--- EXERCISE REQUIREMENTS ---
- a) According to the passage on algorithm performance, what F1 value did the PSO algorithm achieve?
- b) From the passage on algorithm performance, list every loss function value reported once the iteration number reached 40, with the algorithm each belongs to.

--- PROVIDED PASSAGE ---
According to Figure 8(a), the F1 values of GA-CNN, NB-VP, HS-CNN, and PSO algorithms were 98.87, 95.54, 90.76, and 89.78%, respectively. The F1 value formula is the harmonic mean of accuracy and recall, used to comprehensively evaluate the accuracy and recall of algorithms. The larger the F1 value, the stronger the overall performance of the algorithm. As shown in Figure 8(a), the highest F1 value of the proposed GA-CNN algorithm indicated that the algorithm performed better in accuracy and recall. From Figure 8(b), the loss function values of the four algorithms decreased with the increase of iteration times. When the iteration number reached 40, the loss function value of the GA-CNN algorithm stabilized to 0.001, the final loss function value of the NB-BP algorithm also stabilized to 0.003, the HS-CNN algorithm was 0.005, and the PSO algorithm was 0.013. From this result, it can be concluded that the F1 value of the GA-CNN algorithm is optimal, indicating that the GA-CNN algorithm has a good balance performance between accuracy and recall. If the loss function value of the GA-CNN algorithm is the lowest, it means that the difference between the predicted results and the actual results of the algorithm is smaller, indicating that the performance of this algorithm is better than other algorithms. Therefore, the F1 value and loss function value of the GA-CNN algorithm were superior to other algorithms among the four algorithms. After a series of experimental analysis, it was known that the accuracy, stability, and other performance aspects of the GA-CNN algorithm proposed in this study were all optimal.

--- SUPPLIED RECORDS ---
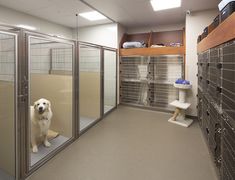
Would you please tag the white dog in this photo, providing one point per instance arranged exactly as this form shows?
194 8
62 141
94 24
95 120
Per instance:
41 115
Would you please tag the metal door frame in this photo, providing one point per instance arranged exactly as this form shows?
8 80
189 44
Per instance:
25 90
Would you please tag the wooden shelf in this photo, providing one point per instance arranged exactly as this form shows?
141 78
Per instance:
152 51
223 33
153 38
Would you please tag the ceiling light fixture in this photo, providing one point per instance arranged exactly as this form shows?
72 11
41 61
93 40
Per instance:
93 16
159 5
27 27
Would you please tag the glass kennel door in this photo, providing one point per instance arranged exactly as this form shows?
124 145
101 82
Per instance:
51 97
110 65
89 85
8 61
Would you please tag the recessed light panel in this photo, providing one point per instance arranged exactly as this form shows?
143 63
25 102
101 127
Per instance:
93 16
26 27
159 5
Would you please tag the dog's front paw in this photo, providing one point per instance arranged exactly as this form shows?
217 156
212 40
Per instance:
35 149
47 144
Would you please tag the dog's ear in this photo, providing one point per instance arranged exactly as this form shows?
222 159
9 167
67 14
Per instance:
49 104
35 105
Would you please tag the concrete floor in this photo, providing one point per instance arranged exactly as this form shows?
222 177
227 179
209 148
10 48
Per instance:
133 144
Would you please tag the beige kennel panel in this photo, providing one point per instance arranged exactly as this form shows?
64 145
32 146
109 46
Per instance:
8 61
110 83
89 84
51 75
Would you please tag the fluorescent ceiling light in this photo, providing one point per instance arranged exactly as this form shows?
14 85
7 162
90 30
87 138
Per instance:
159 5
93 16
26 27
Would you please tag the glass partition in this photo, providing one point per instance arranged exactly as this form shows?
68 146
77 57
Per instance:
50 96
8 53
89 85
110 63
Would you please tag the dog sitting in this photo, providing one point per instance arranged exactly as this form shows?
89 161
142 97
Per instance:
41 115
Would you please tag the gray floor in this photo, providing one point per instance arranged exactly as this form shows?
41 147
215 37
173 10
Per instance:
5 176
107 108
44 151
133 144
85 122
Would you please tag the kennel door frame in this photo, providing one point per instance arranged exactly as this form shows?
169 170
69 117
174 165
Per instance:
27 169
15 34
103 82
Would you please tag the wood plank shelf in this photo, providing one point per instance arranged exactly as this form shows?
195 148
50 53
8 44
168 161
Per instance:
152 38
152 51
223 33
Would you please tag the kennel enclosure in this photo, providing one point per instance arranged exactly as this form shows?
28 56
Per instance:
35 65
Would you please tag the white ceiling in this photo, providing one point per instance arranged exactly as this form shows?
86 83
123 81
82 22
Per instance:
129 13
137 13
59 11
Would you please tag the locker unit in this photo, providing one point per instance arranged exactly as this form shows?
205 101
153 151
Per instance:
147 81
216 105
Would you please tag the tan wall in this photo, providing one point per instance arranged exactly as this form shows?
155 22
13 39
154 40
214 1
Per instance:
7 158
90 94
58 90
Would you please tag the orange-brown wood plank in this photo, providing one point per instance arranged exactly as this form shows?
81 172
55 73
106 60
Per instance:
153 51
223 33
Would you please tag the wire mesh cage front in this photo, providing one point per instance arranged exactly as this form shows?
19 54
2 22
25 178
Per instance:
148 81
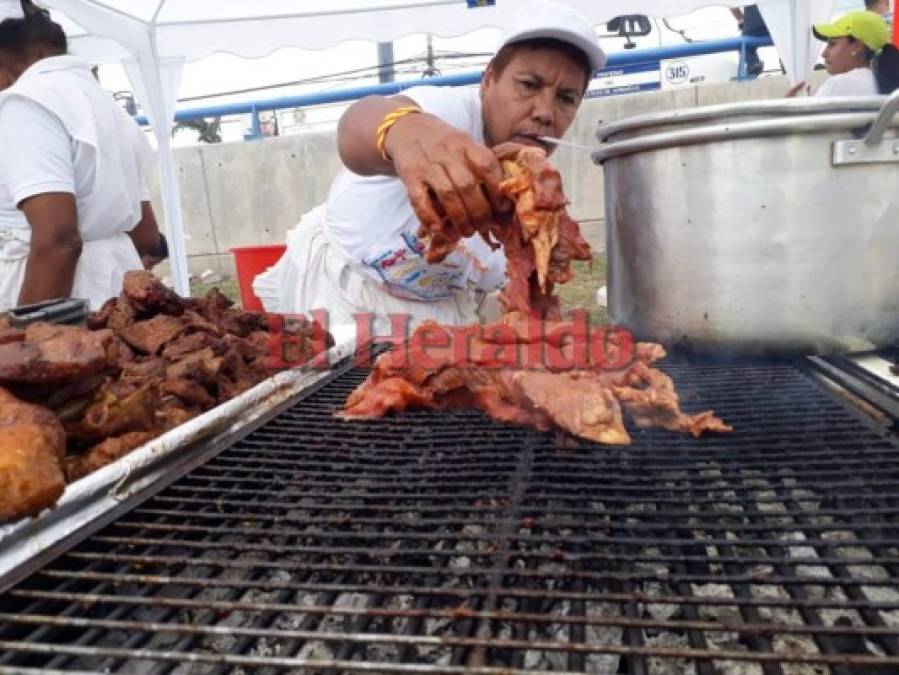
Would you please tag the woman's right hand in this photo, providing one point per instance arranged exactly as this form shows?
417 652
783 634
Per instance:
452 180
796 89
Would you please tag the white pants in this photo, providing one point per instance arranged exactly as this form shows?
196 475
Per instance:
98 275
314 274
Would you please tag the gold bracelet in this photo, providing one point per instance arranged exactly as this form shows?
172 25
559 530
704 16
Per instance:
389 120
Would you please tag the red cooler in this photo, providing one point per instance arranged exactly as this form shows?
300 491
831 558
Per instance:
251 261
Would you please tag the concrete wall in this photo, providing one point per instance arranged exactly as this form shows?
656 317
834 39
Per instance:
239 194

--

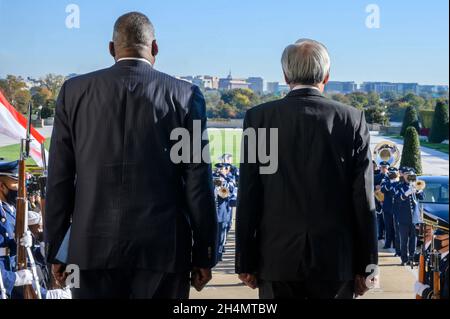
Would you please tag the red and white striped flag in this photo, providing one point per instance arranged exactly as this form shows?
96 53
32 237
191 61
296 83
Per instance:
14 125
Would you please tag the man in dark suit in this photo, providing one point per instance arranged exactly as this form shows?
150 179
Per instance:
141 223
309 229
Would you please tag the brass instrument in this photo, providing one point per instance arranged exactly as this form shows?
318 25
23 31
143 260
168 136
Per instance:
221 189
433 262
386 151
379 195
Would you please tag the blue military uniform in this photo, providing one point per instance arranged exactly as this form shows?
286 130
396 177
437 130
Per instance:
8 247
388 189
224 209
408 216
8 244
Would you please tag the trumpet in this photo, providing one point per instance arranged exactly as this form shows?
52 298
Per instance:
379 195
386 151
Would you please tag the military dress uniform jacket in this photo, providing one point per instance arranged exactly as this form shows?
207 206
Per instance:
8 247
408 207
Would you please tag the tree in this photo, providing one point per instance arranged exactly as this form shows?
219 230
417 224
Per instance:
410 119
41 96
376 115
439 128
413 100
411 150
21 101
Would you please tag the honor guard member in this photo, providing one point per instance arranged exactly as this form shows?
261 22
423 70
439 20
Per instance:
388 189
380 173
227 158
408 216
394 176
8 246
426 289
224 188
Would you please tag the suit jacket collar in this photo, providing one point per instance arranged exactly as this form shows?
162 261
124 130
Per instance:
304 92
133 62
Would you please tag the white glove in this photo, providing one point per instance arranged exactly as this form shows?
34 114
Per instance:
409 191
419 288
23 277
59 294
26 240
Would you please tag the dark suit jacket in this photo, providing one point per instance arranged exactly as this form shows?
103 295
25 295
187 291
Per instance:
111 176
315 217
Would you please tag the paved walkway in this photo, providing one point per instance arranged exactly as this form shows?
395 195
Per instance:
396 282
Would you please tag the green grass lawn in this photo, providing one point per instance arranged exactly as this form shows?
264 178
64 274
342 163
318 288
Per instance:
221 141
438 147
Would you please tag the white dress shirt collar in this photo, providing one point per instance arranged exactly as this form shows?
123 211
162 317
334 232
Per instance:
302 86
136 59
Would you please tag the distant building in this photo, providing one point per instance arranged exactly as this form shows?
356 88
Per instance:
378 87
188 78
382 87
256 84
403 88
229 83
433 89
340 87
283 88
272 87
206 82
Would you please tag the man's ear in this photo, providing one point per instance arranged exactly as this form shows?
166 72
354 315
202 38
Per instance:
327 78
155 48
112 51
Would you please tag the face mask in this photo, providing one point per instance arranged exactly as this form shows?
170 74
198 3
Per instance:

--- TASK-BY-TASK RESULTS ---
- a) 89.78%

- b)
- GA-CNN: 0.001
- NB-BP: 0.003
- HS-CNN: 0.005
- PSO: 0.013